WRITTEN EXERCISE A – In the passage on solver modules, what automatically selects the buoyant pressure formulation in the isothermalFluid module?
WRITTEN EXERCISE B – Write a continuation of the passage on solver modules, picking up right after its final sentence.

SOURCE EXTRACT –
•••
For single-region simulations the solver module is selected, instantiated and
executed in the PIMPLE loop in the new foamRun application.

For multi-region simulations the set of solver modules, one for each region, are
selected, instantiated and executed in the multi-region PIMPLE loop of new the
foamMultiRun application.

This provides a very general, flexible and extensible framework for complex
coupled problems by creating more solver modules, either by converting existing
solver applications or creating new ones.

The current set of solver modules provided are:

isothermalFluid
    Solver module for steady or transient turbulent flow of compressible
    isothermal fluids with optional mesh motion and mesh topology changes.

    Created from the rhoSimpleFoam, rhoPimpleFoam and buoyantFoam solvers but
    without the energy equation, hence isothermal.  The buoyant pressure
    formulation corresponding to the buoyantFoam solver is selected
    automatically by the presence of the p_rgh pressure field in the start-time
    directory.

fluid
    Solver module for steady or transient turbulent flow of compressible fluids
    with heat-transfer for HVAC and similar applications, with optional
    mesh motion and mesh topology changes.
•••
GIVEN ENTRIES –
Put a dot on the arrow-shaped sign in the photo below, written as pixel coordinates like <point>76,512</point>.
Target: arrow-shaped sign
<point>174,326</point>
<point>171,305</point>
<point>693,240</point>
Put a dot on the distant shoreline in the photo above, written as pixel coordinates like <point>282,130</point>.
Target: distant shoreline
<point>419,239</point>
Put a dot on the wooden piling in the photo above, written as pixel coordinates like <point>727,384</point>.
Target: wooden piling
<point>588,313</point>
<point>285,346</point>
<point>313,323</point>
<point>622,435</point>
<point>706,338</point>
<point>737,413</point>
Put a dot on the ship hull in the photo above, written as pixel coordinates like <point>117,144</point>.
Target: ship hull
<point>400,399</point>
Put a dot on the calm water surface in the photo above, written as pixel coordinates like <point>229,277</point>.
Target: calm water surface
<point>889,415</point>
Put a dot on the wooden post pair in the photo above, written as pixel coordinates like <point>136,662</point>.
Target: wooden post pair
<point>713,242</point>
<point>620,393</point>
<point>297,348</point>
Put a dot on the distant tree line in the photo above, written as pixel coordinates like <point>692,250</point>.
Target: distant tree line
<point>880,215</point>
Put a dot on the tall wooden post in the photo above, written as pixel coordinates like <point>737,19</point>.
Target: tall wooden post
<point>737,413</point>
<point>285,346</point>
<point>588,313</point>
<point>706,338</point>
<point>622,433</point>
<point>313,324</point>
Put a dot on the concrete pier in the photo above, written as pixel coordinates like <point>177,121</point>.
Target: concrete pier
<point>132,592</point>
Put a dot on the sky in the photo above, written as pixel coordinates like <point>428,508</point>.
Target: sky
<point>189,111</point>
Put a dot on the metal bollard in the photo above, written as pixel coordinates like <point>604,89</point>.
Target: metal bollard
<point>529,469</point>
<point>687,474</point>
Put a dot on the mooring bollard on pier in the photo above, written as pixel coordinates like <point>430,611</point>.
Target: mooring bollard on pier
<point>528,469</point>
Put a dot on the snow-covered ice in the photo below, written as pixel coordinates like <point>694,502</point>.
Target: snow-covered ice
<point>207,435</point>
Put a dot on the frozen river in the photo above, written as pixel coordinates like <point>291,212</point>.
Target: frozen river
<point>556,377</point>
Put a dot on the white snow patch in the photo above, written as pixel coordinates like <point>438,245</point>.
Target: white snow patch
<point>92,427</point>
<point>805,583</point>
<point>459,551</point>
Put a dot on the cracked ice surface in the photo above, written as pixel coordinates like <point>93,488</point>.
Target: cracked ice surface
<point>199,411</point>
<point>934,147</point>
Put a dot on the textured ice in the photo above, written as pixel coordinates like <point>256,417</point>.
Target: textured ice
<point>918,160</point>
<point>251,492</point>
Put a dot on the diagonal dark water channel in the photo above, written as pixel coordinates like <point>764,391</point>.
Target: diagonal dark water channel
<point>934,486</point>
•••
EXERCISE RESULT A – The presence of the p_rgh pressure field in the start-time directory selects it.

EXERCISE RESULT B –
    Derived from the isothermalFluid solver module with the addition of the
    energy equation from the rhoSimpleFoam, rhoPimpleFoam and buoyantFoam
    solvers, thus providing the equivalent functionality of these three solvers.

multicomponentFluid
    Solver module for steady or transient turbulent flow of compressible
    reacting fluids with optional mesh motion and mesh topology changes.

    Derived from the isothermalFluid solver module with the addition of
    multicomponent thermophysical properties energy and specie mass-fraction
    equations from the reactingFoam solver, thus providing the equivalent
    functionality in reactingFoam and buoyantReactingFoam.  Chemical reactions
    and/or combustion modelling may be optionally selected to simulate reacting
    systems including fires, explosions etc.

solid
    Solver module for turbulent flow of compressible fluids for conjugate heat
    transfer, HVAC and similar applications, with optional mesh motion and mesh
    topology changes.

    The solid solver module may be selected in solid regions of a CHT case, with
    either the fluid or multicomponentFluid solver module in the fluid regions
    and executed with foamMultiRun to provide functionality equivalent
    chtMultiRegionFoam but in a flexible and extensible framework for future
    extension to more complex coupled problems.

All the usual fvModels, fvConstraints, functionObjects etc. are available with
these solver modules to support simulations including body-forces, local sources,
Lagrangian clouds, liquid films etc. etc.

Converting compressibleInterFoam and multiphaseEulerFoam into solver modules
would provide a significant enhancement to the CHT capability and incompressible
solvers like pimpleFoam run in conjunction with solidDisplacementFoam in
foamMultiRun would be useful for a range of FSI problems.  Many other
combinations of existing solvers converted into solver modules could prove
useful for a very wide range of complex combined physics simulations.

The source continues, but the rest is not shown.